━━━ GIVEN DATA ━━━

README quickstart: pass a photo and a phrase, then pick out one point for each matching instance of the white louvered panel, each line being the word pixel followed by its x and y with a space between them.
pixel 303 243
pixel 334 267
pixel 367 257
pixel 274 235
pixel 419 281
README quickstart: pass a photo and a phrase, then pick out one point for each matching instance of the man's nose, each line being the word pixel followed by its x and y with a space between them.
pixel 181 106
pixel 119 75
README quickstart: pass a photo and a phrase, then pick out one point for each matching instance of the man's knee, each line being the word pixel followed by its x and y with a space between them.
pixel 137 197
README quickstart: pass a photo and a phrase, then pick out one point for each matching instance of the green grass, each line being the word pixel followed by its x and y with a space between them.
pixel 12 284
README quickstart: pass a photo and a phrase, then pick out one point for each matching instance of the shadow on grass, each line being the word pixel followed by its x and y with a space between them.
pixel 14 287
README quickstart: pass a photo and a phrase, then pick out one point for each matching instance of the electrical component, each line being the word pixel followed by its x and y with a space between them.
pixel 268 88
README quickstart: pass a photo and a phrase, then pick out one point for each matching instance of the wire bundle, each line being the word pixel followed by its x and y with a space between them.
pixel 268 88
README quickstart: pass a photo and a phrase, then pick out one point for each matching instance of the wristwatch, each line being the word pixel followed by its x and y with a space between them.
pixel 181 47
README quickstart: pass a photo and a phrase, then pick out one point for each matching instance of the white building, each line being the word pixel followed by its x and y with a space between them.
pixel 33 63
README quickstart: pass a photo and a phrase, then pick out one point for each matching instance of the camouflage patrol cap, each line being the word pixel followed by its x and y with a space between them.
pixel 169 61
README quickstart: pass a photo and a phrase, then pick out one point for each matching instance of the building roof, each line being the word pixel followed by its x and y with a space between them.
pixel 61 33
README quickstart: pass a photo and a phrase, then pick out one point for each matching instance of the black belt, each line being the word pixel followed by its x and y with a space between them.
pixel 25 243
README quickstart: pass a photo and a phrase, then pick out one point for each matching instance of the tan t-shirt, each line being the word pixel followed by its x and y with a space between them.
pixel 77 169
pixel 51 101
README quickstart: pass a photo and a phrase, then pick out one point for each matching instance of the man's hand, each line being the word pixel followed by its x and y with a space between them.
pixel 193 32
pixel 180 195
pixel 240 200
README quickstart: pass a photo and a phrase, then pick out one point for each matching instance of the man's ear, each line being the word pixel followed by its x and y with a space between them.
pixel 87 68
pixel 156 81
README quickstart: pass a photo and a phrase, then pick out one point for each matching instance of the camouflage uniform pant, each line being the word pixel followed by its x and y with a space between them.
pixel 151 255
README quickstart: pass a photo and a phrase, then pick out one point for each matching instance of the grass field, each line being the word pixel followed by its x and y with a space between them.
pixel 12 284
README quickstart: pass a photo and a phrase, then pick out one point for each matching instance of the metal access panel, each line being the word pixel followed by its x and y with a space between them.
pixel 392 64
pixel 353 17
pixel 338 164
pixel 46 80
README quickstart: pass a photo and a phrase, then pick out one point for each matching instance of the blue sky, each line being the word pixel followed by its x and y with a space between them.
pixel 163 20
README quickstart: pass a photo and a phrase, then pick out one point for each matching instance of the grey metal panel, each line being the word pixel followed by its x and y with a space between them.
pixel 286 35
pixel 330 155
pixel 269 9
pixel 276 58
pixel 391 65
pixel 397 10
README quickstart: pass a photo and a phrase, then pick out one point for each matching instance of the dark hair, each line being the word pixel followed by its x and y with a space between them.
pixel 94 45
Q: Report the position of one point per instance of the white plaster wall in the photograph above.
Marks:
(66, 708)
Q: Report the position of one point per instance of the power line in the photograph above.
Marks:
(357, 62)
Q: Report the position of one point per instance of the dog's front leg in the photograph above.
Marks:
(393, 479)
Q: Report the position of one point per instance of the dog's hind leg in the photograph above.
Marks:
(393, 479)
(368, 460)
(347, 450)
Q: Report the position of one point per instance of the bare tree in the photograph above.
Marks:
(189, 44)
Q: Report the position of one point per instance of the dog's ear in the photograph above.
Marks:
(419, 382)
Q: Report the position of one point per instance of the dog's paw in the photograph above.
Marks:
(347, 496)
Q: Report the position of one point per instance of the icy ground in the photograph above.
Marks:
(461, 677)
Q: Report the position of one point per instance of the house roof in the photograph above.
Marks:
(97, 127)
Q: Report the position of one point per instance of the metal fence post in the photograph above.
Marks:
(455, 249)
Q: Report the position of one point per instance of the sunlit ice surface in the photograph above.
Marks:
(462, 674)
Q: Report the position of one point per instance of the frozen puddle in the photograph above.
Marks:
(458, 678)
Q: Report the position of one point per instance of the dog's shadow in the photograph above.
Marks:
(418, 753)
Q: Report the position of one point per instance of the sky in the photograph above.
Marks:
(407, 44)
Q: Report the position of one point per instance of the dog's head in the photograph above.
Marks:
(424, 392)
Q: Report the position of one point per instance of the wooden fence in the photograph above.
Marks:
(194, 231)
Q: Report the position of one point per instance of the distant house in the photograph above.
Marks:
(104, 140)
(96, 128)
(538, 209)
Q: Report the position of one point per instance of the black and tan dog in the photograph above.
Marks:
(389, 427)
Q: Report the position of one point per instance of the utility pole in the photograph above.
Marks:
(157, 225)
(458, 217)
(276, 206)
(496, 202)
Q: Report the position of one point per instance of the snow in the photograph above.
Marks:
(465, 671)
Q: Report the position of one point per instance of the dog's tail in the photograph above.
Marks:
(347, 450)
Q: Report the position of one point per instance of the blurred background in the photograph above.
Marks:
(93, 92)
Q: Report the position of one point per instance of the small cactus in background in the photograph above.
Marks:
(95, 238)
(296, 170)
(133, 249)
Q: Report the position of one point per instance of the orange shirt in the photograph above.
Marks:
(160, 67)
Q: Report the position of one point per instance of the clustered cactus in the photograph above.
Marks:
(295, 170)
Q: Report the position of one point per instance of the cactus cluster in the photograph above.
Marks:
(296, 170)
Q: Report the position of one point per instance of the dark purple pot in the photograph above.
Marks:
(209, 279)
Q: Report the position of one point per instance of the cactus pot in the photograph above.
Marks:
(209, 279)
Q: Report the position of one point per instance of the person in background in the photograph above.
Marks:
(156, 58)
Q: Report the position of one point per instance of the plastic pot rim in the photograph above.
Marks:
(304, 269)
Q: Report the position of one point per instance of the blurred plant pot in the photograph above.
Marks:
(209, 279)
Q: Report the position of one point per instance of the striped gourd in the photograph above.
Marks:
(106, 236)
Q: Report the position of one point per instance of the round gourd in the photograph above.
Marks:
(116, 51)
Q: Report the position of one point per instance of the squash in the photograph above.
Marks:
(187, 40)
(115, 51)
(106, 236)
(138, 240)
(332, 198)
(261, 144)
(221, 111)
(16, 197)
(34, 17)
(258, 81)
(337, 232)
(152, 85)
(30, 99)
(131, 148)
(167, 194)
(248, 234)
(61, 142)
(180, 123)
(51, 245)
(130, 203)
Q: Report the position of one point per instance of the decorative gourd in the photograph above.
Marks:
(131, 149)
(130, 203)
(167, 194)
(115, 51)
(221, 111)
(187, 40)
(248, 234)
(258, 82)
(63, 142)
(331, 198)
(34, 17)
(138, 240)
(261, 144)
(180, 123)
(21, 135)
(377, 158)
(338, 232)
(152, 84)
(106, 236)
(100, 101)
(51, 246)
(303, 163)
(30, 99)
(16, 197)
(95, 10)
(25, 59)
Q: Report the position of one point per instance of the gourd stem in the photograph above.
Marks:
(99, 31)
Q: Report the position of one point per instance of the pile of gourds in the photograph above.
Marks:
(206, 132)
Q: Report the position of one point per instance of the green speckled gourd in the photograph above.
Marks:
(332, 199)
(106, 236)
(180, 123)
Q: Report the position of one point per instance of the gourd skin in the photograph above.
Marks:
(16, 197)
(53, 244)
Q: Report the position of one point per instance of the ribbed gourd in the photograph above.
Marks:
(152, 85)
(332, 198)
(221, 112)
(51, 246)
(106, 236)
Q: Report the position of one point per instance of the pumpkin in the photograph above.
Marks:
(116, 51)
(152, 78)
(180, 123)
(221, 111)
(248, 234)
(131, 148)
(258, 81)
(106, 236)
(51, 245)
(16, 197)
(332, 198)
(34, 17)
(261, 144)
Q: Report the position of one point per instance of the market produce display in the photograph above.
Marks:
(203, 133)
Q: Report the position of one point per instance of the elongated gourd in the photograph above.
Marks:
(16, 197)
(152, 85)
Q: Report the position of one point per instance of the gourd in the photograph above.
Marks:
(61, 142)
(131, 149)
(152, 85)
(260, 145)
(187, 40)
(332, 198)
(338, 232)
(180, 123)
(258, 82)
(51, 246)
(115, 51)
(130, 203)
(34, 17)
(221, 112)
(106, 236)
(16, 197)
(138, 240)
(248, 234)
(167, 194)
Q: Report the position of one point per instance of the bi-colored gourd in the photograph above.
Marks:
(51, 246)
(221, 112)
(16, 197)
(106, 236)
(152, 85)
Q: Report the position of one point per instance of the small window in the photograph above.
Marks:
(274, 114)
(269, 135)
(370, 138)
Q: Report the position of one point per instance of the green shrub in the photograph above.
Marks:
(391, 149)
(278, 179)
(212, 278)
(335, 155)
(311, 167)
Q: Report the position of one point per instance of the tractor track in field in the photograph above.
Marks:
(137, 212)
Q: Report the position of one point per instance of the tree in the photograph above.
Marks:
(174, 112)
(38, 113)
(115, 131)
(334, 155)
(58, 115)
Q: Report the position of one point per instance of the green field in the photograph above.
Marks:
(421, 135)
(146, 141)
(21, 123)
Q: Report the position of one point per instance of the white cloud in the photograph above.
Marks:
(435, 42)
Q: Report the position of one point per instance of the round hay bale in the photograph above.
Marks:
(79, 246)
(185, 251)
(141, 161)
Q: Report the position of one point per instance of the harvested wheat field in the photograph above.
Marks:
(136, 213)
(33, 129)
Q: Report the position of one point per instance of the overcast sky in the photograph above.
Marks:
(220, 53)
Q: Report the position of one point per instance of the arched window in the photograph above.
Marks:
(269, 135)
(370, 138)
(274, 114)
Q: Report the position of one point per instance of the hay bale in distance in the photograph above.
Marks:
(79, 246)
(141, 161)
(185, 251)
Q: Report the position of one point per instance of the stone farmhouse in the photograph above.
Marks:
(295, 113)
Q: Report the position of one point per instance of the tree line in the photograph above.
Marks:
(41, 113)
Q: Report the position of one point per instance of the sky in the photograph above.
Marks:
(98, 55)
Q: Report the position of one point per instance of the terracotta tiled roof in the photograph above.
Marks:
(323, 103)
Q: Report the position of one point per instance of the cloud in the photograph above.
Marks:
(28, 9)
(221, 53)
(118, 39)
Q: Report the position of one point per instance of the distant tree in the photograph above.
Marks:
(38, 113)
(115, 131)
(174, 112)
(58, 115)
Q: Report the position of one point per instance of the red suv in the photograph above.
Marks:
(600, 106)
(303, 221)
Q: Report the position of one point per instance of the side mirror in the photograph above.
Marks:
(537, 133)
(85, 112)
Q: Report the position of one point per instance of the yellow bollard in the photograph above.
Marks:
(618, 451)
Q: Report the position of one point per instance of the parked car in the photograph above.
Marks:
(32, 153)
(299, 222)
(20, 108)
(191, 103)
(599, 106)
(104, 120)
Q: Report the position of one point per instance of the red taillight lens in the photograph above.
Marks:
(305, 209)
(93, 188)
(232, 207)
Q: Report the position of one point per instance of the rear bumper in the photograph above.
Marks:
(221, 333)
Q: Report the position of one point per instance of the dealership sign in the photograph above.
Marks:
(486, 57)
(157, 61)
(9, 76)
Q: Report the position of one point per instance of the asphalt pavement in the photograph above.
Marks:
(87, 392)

━━━

GIVEN REQUEST:
Reproduce everything word for word from the first line of the entries down through the line containing "pixel 419 281".

TASK SOLUTION:
README quickstart: pass a photo and a phrase, then pick out one point for each matching instance of the white louvered panel, each line being the word pixel followed by its x and y with a space between them.
pixel 303 243
pixel 334 267
pixel 367 257
pixel 274 235
pixel 419 281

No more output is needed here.